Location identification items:

[Begin]

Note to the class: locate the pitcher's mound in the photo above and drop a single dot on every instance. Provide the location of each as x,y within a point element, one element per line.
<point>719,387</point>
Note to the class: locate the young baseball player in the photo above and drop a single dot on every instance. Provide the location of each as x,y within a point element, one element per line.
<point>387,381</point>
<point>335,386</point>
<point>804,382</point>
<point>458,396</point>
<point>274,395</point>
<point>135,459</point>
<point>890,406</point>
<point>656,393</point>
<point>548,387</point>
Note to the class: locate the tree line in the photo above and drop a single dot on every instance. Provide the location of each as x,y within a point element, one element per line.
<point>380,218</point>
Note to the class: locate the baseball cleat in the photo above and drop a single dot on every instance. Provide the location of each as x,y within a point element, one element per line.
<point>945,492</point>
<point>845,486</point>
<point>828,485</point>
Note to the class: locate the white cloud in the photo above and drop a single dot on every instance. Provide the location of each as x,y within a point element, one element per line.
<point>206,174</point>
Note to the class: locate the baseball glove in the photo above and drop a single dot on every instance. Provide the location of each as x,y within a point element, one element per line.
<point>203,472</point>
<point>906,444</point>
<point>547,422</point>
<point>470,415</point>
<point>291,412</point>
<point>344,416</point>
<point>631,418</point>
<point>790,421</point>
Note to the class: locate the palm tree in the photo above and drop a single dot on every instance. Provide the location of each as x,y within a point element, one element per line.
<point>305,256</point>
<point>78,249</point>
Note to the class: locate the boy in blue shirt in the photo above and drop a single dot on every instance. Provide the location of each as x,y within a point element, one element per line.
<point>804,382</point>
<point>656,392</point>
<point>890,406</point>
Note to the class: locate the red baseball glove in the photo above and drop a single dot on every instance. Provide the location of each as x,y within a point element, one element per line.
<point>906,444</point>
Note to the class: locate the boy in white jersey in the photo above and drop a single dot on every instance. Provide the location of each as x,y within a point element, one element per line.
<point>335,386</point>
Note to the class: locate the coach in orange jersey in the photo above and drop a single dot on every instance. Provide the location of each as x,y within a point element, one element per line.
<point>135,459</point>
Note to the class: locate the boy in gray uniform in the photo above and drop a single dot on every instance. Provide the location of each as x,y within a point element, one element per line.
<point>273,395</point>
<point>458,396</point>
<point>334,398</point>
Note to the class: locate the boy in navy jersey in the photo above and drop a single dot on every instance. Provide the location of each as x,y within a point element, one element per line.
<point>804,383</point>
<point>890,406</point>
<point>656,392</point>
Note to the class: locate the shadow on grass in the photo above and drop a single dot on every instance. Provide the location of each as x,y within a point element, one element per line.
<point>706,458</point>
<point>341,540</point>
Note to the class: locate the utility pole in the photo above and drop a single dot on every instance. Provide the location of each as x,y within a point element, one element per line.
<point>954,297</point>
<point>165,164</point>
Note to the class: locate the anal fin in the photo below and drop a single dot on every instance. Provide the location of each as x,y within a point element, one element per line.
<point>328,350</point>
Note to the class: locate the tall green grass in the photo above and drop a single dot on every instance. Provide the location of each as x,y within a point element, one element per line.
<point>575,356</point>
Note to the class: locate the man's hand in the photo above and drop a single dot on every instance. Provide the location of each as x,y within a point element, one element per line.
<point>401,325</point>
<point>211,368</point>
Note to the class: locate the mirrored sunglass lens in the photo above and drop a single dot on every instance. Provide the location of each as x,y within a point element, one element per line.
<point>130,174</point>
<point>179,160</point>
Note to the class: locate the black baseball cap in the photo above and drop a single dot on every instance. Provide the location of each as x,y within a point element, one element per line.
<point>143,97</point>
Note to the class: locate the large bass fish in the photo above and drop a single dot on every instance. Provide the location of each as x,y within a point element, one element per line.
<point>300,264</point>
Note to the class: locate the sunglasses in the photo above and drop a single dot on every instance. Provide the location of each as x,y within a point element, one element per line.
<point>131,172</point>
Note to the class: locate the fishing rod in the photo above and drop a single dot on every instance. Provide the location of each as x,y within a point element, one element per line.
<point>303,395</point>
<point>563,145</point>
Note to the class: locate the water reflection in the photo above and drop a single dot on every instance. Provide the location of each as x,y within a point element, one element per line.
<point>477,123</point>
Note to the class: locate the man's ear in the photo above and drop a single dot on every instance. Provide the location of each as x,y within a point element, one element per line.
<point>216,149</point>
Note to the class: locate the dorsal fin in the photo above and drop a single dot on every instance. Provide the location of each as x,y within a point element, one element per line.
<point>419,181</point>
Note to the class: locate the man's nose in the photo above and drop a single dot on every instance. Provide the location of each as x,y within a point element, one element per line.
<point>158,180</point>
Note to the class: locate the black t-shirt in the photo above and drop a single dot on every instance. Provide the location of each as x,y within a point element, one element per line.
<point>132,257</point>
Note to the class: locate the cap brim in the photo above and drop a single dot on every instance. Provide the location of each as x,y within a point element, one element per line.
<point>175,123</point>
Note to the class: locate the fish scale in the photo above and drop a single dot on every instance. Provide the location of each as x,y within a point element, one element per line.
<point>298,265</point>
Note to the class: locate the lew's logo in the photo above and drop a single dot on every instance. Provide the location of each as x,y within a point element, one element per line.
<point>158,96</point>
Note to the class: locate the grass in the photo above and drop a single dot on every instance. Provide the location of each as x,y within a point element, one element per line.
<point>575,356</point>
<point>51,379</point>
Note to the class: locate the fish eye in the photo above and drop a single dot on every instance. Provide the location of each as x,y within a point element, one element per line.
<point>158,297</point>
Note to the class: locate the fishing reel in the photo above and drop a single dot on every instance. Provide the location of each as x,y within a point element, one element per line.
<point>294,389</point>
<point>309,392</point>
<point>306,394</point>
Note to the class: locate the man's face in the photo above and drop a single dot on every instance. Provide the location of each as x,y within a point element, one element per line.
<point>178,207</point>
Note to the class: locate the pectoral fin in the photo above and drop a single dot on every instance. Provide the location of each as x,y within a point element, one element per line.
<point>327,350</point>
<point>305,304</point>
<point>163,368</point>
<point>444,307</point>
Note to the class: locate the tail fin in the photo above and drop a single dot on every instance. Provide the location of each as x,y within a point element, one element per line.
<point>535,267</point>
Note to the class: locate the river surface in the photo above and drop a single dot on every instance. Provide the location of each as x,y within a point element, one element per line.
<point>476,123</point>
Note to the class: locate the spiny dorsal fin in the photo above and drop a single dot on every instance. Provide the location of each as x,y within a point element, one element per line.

[End]

_AIM:_
Arrange the lines above as a numbered list and omit any blank lines.

_OUTPUT FOR THIS EXERCISE:_
1. Note to the class: locate the pitcher's mound in the photo above and drop a single dot on every instance. Provide the location of each as x,y within a point element, one element per line.
2. <point>719,387</point>
3. Note to the class: locate the young baseball player in the photo above and drop a single dot on every instance. Provide the location of each as x,y within a point element, one element per line.
4. <point>387,381</point>
5. <point>335,386</point>
6. <point>804,382</point>
7. <point>458,396</point>
8. <point>274,395</point>
9. <point>135,459</point>
10. <point>890,406</point>
11. <point>656,393</point>
12. <point>548,387</point>
13. Note to the class: locate the tree line in the photo above and drop a single dot on every instance. Provide the location of each as x,y within a point element, one element per line.
14. <point>380,218</point>
15. Note to the class: locate the baseball cleat in the photo above and drop a single dot on every instance. Provide the location of each as x,y within a point element, one element per line.
16. <point>945,492</point>
17. <point>845,486</point>
18. <point>828,485</point>
19. Note to the class: locate the white cloud in the photo above and drop a single dot on every instance. Provide the location of each as x,y within a point element, one element per line.
20. <point>206,174</point>
21. Note to the class: locate the baseball glove in the photo above and drop a single dot on every instance. Provide the location of each as x,y within a point element, one element per line.
22. <point>203,472</point>
23. <point>906,444</point>
24. <point>547,422</point>
25. <point>470,415</point>
26. <point>291,412</point>
27. <point>344,416</point>
28. <point>631,418</point>
29. <point>790,421</point>
30. Note to the class: locate the palm tree in the photo above and drop a single dot on every instance. Provide the location of each as x,y within a point element, one element per line.
31. <point>305,256</point>
32. <point>78,249</point>
33. Note to the class: locate the boy in blue shirt in the photo above and drop a single dot on every instance. Provide the location of each as x,y within a point element, one element per line.
34. <point>804,382</point>
35. <point>656,392</point>
36. <point>890,406</point>
37. Note to the class: locate the red baseball glove in the photo above and drop a single dot on every instance. Provide the location of each as x,y within a point element, one element per line.
38. <point>906,444</point>
39. Note to the class: locate the boy in white jersey in the photo above and drop a single dot on every instance. Provide the location of each as x,y within a point element, one element per line.
40. <point>335,386</point>
41. Note to the class: locate the coach in orange jersey in the photo above and drop a single dot on every instance. Provide the location of each as x,y within a point element, one element per line.
42. <point>135,459</point>
43. Note to the class: locate the boy in gray uniform in the photo above and drop a single dot on every instance. Provide the location of each as x,y within a point element, one element per line.
44. <point>273,395</point>
45. <point>458,396</point>
46. <point>334,398</point>
47. Note to the class: locate the boy in navy jersey in the photo above and drop a single dot on every instance. Provide the location of each as x,y within a point element, one element per line.
48. <point>804,383</point>
49. <point>890,406</point>
50. <point>656,392</point>
51. Note to the class: locate the shadow on grass in the photo above and drop a single dot on every instance. Provide the location of each as x,y within a point element, one element per line.
52. <point>706,458</point>
53. <point>341,540</point>
54. Note to the class: locate the utility pole in the photo above and drop a single dot on every instance. Provide the location of each as x,y within a point element, one element per line.
55. <point>954,297</point>
56. <point>165,164</point>
57. Note to the class: locate the anal fin in the photo below and drop a single dot on every instance. Provide the location of each as x,y within a point element, one element per line.
58. <point>328,350</point>
59. Note to the class: locate the tall green grass in the photo above and drop a single dot on every instance. Provide the location of each as x,y within a point element, one element per line.
60. <point>575,356</point>
61. Note to the class: locate the man's hand in the photo above and drop a single dot on every instance. Provide the location of each as x,y within a point element, one element per line.
62. <point>401,325</point>
63. <point>211,368</point>
64. Note to the class: locate the mirrored sunglass lens in the photo above and drop a single dot on every instance. Provide the location of each as x,y within a point element, one element per line.
65. <point>130,174</point>
66. <point>179,160</point>
67. Note to the class: locate the black baseball cap in the photo above and drop a single dot on every instance. Provide the location of each as x,y within a point element, one element per line.
68. <point>143,97</point>
69. Note to the class: locate the large bass fish in the photo above and drop a single dot on every instance. Provide the location of each as x,y within a point element, one element per line.
70. <point>300,264</point>
71. Note to the class: locate the sunglasses in the photo above and drop a single dot on every instance. Provide the location of each as x,y within a point element, one element per line.
72. <point>131,172</point>
73. Note to the class: locate the fishing rod in the photo above and drop a single dot on every instance. Provide the location of each as x,y within a point element, one element per line.
74. <point>303,395</point>
75. <point>563,145</point>
76. Note to the class: locate the water reflection in the photo above and drop a single dot on every instance. Provide the location of each as x,y within a point element, one element per line.
77. <point>477,123</point>
78. Note to the class: locate the man's ear in the photo above and drop a single dot on every instance. Provide the location of each as x,y within a point element, one element per line.
79. <point>216,149</point>
80. Note to the class: locate the dorsal fin in the photo above and drop a single dot on every instance. Provide the location of each as x,y within a point element, one element per line.
81. <point>419,181</point>
82. Note to the class: locate the man's nose in the photo above and drop a single dot on every instance. Provide the location of each as x,y within a point element, one element per line.
83. <point>158,180</point>
84. Note to the class: locate the black t-shirt in the photo above and drop a single dot on every instance. Provide the location of each as x,y within a point element, one element per line.
85. <point>132,257</point>
86. Note to the class: locate the cap brim in the photo above and drop a single dot on every instance. Provide the location of each as x,y within a point element, one element per line.
87. <point>175,123</point>
88. Note to the class: locate the fish scale in the photo above and drop a single dot on every instance. Provide the location of each as x,y within a point element, one element per line.
89. <point>298,265</point>
90. Note to the class: locate the lew's logo in the photo above and drop a single dot on every instance. Provide the location of each as x,y within a point element, one element per line.
91. <point>158,96</point>
92. Note to the class: locate the grass in the photo above and drop a single dot on every instance. Provide the location of each as x,y within a point element, one element per line.
93. <point>575,356</point>
94. <point>51,379</point>
95. Note to the class: locate the fish eye in the photo above and drop a single dot on every instance. Provide the location of each as x,y within a point element, one element per line.
96. <point>158,297</point>
97. Note to the class: locate the fishing reel in the photo above and drop a single dot on every instance. Provide the location of each as x,y within a point element, one element per line.
98. <point>294,389</point>
99. <point>309,392</point>
100. <point>306,394</point>
101. Note to the class: locate the man's face in the photo above and drop a single dot on every instance. Provide the location of each as x,y within a point element, one element per line.
102. <point>178,207</point>
103. Note to the class: locate the pectoral fin in the photo above and drop a single dot on every instance. Provide the location of each as x,y within a point element, one element per line.
104. <point>327,350</point>
105. <point>305,304</point>
106. <point>163,368</point>
107. <point>444,307</point>
108. Note to the class: locate the tail fin in the photo above and drop a single dot on every instance. Provide the location of each as x,y within a point element, one element per line.
109. <point>535,267</point>
110. Note to the class: locate the river surface in the photo above and drop a single dot on every instance. Provide the location of each as x,y within a point element, one element per line.
111. <point>476,123</point>
112. Note to the class: locate the spiny dorsal fin in the photo above and drop a single dot on every instance. Provide the location of each as x,y within a point element, one element per line.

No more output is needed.